───── Text provided ─────

Instrument Overview
  ===================
    (excerpted from [KEPPLERETAL1992A])
 
    The EPAC sensor will measure the fluxes, angular distributions,
    energy spectra, and composition of ions in the energy range
    from 300 keV/nucleon to 25 MeV/nucleon.
 
    The instrument generates 12 different classes of data.  All
    events are categorised by their (dE/dx)-signal into three crude
    classes; their respective numbers are transmitted from three
    event memories.  So besides the 32 event strings we also get
    per EDF the total number of events recorded during that time
    interval.  Less detailed information on energy spectra are
    obtained with higher time resolution from 4 groups of ions.  8
    energy channels are formed for each group.  Bands,
    corresponding to the (dE/dx-E) tracks are stored in a RAM
    look-up table.  All events are sorted accordingly for 4 ion
    groups (He, C-N-O, S-group, F-group).  For telescopes 2 and 3
    these are in addition resolved into 8 spin-sectors.  A full set
    will be transmitted in about 34 min.  If only one species is
    selected, time resolution increases to ~ 8.5 min.
 
    Protons are identified separately in 8 channels (3-bit PHA)
    using the B-detector outputs (500 keV to 1.6 MeV).  All
    channels are resolved into eight sectors.
 
    From the A-detector's output, integral fluxes of ions are
    obtained.  Contributions will come from ions above an energy,
    defined by dead-layer thickness and electronic threshold of
    about 145 keV.  Contribution from electrons scattered through
    large angles may contribute to the lowest channel, but as the
    detector thickness corresponds to the range of ~ 25 keV
    electrons, its electron detection efficiency is certainly << 1.

─────

## [Short problem a]
State how many lines of the records below contain the string "rocky", giving only the number.
The instrument overview has no connection to the records that come after it.

───── Task data ─────

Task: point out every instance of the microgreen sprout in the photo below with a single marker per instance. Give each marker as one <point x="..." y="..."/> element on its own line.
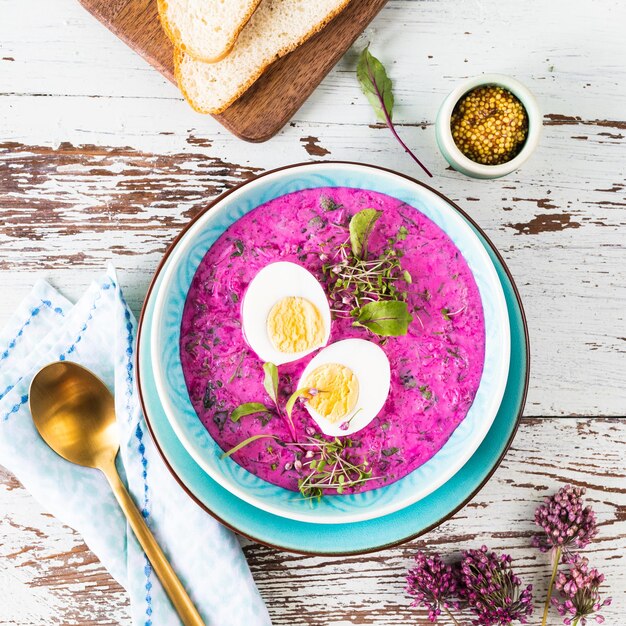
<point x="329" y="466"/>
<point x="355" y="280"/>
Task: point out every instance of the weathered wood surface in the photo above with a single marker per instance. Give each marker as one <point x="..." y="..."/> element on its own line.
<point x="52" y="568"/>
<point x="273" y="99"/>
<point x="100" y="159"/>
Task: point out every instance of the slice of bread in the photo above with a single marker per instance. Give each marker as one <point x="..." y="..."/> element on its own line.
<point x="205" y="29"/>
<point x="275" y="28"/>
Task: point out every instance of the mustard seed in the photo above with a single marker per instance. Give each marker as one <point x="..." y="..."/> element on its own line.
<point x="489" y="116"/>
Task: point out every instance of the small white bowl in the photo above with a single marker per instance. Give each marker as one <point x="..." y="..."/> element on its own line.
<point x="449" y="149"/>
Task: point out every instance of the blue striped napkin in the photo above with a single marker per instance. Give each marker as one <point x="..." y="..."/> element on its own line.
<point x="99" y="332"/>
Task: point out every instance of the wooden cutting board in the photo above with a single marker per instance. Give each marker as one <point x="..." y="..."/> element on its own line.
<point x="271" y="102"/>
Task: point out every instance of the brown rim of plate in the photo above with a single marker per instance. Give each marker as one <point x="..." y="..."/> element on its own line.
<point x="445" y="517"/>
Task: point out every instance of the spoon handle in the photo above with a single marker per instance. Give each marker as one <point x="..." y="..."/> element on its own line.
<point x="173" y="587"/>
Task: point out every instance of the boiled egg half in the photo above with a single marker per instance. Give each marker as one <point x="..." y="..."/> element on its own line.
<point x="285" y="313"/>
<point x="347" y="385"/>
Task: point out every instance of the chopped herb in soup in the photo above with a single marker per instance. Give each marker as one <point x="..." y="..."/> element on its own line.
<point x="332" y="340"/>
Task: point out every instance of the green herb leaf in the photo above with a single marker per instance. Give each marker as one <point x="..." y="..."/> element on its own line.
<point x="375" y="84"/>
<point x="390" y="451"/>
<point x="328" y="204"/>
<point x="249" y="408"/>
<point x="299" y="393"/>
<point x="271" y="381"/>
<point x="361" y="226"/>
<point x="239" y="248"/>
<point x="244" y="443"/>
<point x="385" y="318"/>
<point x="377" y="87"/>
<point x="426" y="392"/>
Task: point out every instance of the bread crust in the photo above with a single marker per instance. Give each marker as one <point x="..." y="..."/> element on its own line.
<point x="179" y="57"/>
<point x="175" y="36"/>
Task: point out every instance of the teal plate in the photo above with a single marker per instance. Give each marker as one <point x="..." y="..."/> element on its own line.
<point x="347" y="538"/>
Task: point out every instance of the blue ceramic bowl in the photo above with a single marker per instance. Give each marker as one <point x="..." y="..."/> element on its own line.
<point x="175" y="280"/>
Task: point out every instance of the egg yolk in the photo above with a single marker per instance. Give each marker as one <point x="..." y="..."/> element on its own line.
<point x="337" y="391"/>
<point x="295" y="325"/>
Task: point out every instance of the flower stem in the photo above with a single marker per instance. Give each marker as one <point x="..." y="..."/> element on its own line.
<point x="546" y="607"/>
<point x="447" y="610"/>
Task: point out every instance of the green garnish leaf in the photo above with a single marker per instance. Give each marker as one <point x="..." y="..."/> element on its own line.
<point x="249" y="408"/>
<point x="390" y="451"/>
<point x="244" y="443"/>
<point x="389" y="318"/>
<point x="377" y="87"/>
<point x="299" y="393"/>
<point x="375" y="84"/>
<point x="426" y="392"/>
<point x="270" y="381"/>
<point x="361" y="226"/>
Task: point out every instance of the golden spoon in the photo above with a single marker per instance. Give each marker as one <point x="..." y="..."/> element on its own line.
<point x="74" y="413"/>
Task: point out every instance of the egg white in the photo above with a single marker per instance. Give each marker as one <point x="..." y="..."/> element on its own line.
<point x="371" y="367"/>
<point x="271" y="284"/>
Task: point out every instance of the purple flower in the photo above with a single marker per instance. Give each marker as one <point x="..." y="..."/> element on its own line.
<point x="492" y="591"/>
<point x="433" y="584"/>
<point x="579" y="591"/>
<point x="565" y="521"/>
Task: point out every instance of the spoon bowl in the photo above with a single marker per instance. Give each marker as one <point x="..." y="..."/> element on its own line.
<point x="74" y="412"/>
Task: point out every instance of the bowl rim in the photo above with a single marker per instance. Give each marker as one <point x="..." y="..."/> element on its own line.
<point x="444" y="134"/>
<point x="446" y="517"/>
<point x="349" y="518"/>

─────
───── Task data ─────

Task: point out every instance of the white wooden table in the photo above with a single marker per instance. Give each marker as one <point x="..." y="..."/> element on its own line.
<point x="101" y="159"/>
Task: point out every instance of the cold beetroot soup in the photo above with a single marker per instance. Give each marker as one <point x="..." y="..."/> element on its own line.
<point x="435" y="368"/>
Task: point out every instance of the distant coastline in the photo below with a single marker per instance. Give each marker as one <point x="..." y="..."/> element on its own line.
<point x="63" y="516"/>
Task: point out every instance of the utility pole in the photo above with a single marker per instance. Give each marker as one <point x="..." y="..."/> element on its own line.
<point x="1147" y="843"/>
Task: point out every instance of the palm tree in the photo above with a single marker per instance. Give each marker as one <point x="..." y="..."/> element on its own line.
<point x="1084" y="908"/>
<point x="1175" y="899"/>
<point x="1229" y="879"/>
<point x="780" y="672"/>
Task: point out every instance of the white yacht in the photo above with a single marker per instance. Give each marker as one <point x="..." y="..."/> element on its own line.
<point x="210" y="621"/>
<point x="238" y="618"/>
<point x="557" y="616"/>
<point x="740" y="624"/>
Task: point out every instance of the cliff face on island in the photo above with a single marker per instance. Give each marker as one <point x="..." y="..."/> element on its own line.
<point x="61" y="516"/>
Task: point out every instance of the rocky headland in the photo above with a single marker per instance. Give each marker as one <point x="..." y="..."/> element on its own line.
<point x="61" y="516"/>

─────
───── Task data ─────

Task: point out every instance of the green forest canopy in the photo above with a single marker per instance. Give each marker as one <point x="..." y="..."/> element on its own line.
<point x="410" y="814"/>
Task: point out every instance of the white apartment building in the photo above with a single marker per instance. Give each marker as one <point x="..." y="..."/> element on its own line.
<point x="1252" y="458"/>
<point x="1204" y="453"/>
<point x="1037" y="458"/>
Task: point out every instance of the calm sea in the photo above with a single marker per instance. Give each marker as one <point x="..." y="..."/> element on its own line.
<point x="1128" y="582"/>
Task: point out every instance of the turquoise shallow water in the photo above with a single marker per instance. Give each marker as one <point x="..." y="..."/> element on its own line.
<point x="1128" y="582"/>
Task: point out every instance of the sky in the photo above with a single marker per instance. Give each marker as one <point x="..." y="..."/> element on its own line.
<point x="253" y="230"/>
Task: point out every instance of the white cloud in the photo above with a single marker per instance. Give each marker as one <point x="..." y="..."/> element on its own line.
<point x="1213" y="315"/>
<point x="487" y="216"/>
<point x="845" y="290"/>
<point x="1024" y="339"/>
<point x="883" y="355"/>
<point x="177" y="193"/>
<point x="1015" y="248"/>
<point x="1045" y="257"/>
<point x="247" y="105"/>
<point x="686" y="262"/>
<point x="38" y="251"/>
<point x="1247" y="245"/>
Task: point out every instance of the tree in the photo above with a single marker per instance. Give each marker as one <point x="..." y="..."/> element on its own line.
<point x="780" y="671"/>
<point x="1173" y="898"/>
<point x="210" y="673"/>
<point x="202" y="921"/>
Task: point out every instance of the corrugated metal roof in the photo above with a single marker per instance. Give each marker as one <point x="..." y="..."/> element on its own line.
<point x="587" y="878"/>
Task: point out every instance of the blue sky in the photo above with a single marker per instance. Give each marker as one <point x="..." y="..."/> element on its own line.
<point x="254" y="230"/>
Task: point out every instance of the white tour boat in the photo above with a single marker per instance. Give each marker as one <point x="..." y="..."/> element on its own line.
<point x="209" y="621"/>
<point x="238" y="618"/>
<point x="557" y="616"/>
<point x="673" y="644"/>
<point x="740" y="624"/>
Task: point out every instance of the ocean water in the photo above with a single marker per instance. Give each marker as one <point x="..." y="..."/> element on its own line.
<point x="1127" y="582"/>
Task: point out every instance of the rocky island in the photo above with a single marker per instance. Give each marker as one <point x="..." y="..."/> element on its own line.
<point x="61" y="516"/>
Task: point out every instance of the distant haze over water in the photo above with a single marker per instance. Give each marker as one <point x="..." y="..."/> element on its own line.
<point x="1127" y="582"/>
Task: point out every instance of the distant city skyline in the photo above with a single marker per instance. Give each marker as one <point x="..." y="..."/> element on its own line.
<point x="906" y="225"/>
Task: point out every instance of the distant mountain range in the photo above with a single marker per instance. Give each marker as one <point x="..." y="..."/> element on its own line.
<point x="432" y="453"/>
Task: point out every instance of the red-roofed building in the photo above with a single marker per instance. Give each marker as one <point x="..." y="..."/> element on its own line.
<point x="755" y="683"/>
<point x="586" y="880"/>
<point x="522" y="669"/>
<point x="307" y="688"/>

─────

## [Short problem b]
Answer these questions from the EPAC instrument overview:
(i) What energy range of ions will the EPAC sensor measure?
(ii) How many energy channels are formed for each ion group?
(iii) About how long does it take to transmit a full set?

## [Correct result a]
2

## [Correct result b]
(i) From 300 keV/nucleon to 25 MeV/nucleon.
(ii) 8.
(iii) About 34 minutes.